:: LISTING ::
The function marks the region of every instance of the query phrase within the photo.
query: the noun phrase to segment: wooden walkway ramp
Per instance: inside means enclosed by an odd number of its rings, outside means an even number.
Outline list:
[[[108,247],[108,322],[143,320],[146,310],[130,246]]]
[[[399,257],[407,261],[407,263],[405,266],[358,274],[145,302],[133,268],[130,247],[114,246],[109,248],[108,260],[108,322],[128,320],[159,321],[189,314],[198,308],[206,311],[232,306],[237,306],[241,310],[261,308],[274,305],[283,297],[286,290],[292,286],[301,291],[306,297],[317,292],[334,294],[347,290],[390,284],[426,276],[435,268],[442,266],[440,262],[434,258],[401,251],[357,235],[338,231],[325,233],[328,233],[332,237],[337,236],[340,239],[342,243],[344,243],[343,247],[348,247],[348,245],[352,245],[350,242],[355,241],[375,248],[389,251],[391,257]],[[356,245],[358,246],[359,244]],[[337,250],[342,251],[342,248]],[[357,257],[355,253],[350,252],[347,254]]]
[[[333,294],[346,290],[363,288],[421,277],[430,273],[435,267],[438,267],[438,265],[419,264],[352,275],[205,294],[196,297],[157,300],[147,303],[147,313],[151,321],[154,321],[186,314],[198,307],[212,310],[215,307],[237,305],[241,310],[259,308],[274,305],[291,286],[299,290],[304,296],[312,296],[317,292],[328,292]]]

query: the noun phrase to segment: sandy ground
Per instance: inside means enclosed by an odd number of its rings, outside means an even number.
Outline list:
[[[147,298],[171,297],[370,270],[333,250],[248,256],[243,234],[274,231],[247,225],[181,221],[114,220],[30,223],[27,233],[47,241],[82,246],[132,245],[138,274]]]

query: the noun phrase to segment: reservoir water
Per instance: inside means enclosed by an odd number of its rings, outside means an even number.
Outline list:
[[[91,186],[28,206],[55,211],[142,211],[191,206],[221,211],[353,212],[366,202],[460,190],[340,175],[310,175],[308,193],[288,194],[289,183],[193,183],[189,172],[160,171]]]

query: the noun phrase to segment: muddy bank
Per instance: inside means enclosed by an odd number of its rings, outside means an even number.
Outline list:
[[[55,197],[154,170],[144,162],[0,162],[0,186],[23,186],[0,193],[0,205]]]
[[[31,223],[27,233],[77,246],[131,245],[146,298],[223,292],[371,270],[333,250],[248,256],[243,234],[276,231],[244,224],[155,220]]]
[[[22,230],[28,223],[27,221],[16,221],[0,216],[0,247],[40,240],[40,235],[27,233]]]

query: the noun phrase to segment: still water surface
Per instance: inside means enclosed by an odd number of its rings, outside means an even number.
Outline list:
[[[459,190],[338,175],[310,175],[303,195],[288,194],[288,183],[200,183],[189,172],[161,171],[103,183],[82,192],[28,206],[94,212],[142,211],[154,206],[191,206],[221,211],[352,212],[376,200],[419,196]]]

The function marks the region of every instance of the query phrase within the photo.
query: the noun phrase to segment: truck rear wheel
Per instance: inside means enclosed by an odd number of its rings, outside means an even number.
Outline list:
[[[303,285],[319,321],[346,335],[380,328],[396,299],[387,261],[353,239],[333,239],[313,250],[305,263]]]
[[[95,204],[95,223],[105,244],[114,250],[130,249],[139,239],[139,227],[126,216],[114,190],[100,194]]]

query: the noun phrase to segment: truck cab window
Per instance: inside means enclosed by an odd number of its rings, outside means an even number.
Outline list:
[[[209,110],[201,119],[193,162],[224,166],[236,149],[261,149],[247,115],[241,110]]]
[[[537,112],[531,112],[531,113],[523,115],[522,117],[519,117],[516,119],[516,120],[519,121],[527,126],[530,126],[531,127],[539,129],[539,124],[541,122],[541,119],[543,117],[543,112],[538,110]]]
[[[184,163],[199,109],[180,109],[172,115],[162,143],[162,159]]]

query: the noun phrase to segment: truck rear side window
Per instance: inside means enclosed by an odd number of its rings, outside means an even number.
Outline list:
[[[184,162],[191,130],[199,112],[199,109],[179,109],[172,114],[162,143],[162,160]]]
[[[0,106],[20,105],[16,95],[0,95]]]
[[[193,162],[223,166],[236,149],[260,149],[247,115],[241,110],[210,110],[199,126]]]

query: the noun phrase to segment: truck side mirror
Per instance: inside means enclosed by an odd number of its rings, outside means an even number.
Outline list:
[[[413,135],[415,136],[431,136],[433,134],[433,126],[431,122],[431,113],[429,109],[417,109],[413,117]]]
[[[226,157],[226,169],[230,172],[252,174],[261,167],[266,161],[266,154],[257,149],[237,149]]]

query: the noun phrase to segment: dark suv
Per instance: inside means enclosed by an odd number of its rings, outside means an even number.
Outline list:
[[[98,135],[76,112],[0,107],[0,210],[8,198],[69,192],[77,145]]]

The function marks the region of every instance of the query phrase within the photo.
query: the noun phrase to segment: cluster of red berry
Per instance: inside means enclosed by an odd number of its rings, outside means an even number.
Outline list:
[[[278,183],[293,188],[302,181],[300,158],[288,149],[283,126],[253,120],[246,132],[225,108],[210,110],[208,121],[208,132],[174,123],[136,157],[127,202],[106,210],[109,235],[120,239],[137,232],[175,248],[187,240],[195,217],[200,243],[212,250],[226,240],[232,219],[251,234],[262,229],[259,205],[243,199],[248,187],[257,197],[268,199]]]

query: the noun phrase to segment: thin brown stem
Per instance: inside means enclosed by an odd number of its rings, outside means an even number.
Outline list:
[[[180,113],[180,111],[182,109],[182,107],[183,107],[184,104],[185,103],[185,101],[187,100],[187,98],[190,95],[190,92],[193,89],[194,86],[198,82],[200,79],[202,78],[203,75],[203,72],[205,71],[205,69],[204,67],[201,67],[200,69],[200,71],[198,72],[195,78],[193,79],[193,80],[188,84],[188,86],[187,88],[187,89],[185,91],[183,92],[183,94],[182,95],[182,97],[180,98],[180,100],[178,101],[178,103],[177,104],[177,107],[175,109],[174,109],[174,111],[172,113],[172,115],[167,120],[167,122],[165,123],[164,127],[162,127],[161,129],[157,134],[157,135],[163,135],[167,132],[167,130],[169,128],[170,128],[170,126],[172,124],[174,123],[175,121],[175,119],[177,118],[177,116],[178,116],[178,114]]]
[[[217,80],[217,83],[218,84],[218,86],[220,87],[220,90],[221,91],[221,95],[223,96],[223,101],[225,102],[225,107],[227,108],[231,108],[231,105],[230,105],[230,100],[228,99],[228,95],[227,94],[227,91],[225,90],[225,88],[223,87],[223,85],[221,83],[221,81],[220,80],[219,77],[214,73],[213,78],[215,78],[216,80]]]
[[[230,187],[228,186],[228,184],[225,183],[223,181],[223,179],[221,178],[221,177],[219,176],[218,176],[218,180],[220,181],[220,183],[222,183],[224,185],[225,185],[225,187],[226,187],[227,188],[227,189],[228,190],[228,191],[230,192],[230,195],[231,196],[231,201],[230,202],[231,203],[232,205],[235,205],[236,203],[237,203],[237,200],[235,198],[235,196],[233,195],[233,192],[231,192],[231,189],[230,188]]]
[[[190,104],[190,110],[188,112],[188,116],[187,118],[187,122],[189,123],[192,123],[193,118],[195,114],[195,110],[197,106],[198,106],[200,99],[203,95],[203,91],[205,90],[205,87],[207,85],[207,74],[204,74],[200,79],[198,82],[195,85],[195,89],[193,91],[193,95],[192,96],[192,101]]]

:: WHAT NEEDS TO BE DONE ::
Go through the listing and print each line exactly as it appears.

:: COMPLETED TASK ::
The function marks the region of every instance of the query phrase within the photo.
query: the noun phrase to segment: wooden walkway ramp
Per instance: inside means enclosed by an odd number of its rings, outside means an even number.
Outline list:
[[[108,247],[108,322],[143,320],[146,310],[130,246]]]
[[[399,257],[407,261],[407,263],[405,266],[358,274],[145,302],[133,268],[130,247],[114,246],[109,248],[108,260],[108,322],[128,320],[159,321],[189,314],[198,308],[206,311],[232,306],[237,306],[241,310],[261,308],[274,305],[283,297],[286,290],[292,286],[301,291],[306,297],[317,292],[334,294],[347,290],[390,284],[426,276],[435,268],[442,266],[440,262],[434,258],[401,251],[357,235],[338,231],[325,233],[328,233],[332,237],[337,236],[340,239],[342,243],[344,243],[343,247],[348,247],[348,245],[352,245],[350,242],[355,241],[375,248],[389,251],[391,257]],[[356,245],[358,246],[359,244]],[[337,250],[342,251],[342,248]],[[357,257],[355,253],[350,252],[347,254]]]
[[[333,294],[346,290],[363,288],[421,277],[430,273],[435,267],[438,267],[438,265],[419,264],[352,275],[205,294],[196,297],[157,300],[147,303],[147,313],[151,321],[154,321],[186,314],[198,307],[212,310],[215,307],[237,305],[241,310],[259,308],[274,305],[291,286],[299,290],[304,296],[312,296],[317,292],[328,292]]]

query: the noun phrase to segment: sandy ground
Per instance: inside means enclosed by an odd number of its rings, outside means an even number.
Outline list:
[[[147,298],[171,297],[370,270],[333,250],[248,256],[243,234],[274,231],[247,225],[181,221],[114,220],[30,223],[27,233],[47,241],[82,246],[132,245],[138,274]]]

query: the noun phrase to segment: reservoir water
Per instance: inside means enclosed by an odd number of its rings, outside means an even number.
Outline list:
[[[91,186],[28,206],[55,211],[142,211],[191,206],[221,211],[353,212],[366,202],[460,190],[340,175],[310,175],[308,193],[288,194],[289,183],[193,183],[189,172],[160,171]]]

query: the noun phrase to segment: muddy bank
Per instance: inside means enclosed by an odd number of its rings, outside means an even number.
Outline list:
[[[55,197],[154,170],[144,162],[0,162],[0,186],[23,186],[0,193],[0,205]]]
[[[31,223],[27,233],[77,246],[131,245],[146,298],[223,292],[371,270],[333,250],[248,256],[243,234],[276,231],[244,224],[155,220]]]
[[[22,230],[28,223],[27,221],[16,221],[0,216],[0,247],[40,240],[40,235],[27,233]]]

query: the noun phrase to segment: still water surface
Per instance: inside means enclosed by an odd number of its rings, outside means an even number.
Outline list:
[[[459,190],[338,175],[310,175],[303,195],[288,194],[288,183],[200,183],[189,172],[161,171],[103,183],[82,192],[28,206],[94,212],[142,211],[154,206],[191,206],[221,211],[352,212],[376,200],[419,196]]]

The function marks the region of every instance of the query phrase within the photo.
query: the noun phrase to segment: truck rear wheel
Per instance: inside means enclosed by an odd number of its rings, outside means an even number.
Outline list:
[[[303,285],[319,321],[346,335],[380,328],[396,299],[387,261],[353,239],[333,239],[313,250],[305,263]]]
[[[95,204],[95,223],[105,244],[114,250],[130,249],[139,239],[139,227],[126,216],[114,190],[100,194]]]

query: the noun phrase to segment: truck cab window
Per instance: inside means enclosed by an odd number of its rings, outside means an even number.
Outline list:
[[[209,110],[201,119],[193,162],[224,166],[236,149],[261,149],[247,115],[241,110]]]
[[[537,112],[531,112],[531,113],[523,115],[522,117],[519,117],[516,119],[516,120],[519,121],[527,126],[530,126],[531,127],[539,129],[539,124],[541,122],[541,119],[543,117],[543,112],[538,110]]]
[[[184,163],[199,109],[180,109],[172,115],[162,143],[162,159]]]

query: the noun phrase to segment: truck rear side window
Per instance: inside means enclosed by an odd number of its rings, outside means an even number.
Outline list:
[[[184,162],[191,130],[199,112],[199,109],[179,109],[172,114],[162,143],[162,160]]]
[[[0,106],[20,105],[16,95],[0,95]]]
[[[193,162],[223,166],[236,149],[260,149],[247,115],[241,110],[210,110],[199,126]]]

query: the noun phrase to segment: truck side mirror
Per instance: inside means enclosed by an odd number of its rings, outside means an even number.
Outline list:
[[[413,135],[415,136],[431,136],[433,134],[433,126],[431,122],[431,113],[429,109],[417,109],[413,117]]]
[[[226,157],[226,169],[230,172],[252,174],[261,167],[266,161],[266,154],[257,149],[237,149]]]

query: the noun phrase to segment: dark suv
Per instance: inside means enclosed by an odd number of its rings, outside means an even number.
Outline list:
[[[98,135],[76,112],[0,107],[0,210],[8,198],[69,192],[77,145]]]

The function marks the region of every instance of the query phrase within the photo.
query: the noun phrase to segment: cluster of red berry
Per instance: inside means enclosed by an odd number of its rings, outside means an even number.
Outline list:
[[[278,183],[293,188],[302,181],[300,158],[288,149],[283,126],[253,120],[246,132],[225,108],[210,110],[208,121],[208,132],[174,123],[136,157],[127,202],[106,210],[109,235],[120,239],[137,232],[175,248],[187,240],[195,217],[200,243],[212,250],[226,240],[232,219],[251,234],[262,229],[259,205],[243,199],[248,187],[257,197],[268,199]]]

query: the noun phrase to segment: thin brown stem
Per instance: inside means enclosed by an odd number of its rings, outside means an even number.
Outline list:
[[[180,113],[180,111],[182,109],[182,107],[183,107],[184,104],[185,103],[185,101],[187,100],[187,98],[190,95],[190,92],[193,89],[194,86],[198,82],[200,79],[202,78],[203,75],[203,72],[205,71],[205,69],[204,67],[201,67],[200,69],[200,71],[198,72],[195,78],[193,79],[193,80],[188,84],[188,86],[187,88],[187,89],[185,91],[183,92],[183,94],[182,95],[182,97],[180,98],[180,100],[178,101],[178,103],[177,104],[177,107],[175,109],[174,109],[174,111],[172,113],[172,115],[167,120],[167,122],[165,123],[164,127],[162,127],[161,129],[157,134],[157,135],[163,135],[167,132],[167,130],[169,128],[170,128],[170,126],[172,124],[174,123],[175,121],[175,119],[177,118],[177,116],[178,116],[178,114]]]
[[[217,80],[217,83],[218,84],[218,86],[220,87],[220,90],[221,91],[221,95],[223,96],[223,101],[225,102],[225,107],[227,108],[231,108],[231,105],[230,105],[230,100],[228,99],[228,95],[227,94],[227,91],[225,90],[225,88],[223,87],[223,85],[221,83],[221,81],[220,80],[219,77],[214,73],[213,78],[215,78],[216,80]]]
[[[230,187],[228,186],[228,184],[225,183],[223,181],[223,179],[221,178],[221,177],[219,176],[218,176],[218,180],[220,181],[220,183],[222,183],[224,185],[225,185],[225,187],[226,187],[227,188],[227,189],[228,190],[228,191],[230,192],[230,195],[231,196],[231,201],[230,202],[231,203],[232,205],[235,205],[236,203],[237,203],[237,200],[235,198],[235,196],[233,195],[233,192],[231,192],[231,189],[230,188]]]
[[[190,104],[190,110],[188,112],[188,116],[187,118],[187,122],[189,123],[192,123],[193,118],[195,114],[195,110],[197,106],[198,106],[200,99],[203,95],[203,91],[205,90],[205,87],[207,85],[207,74],[204,74],[200,79],[198,82],[195,85],[195,89],[193,91],[193,95],[192,96],[192,101]]]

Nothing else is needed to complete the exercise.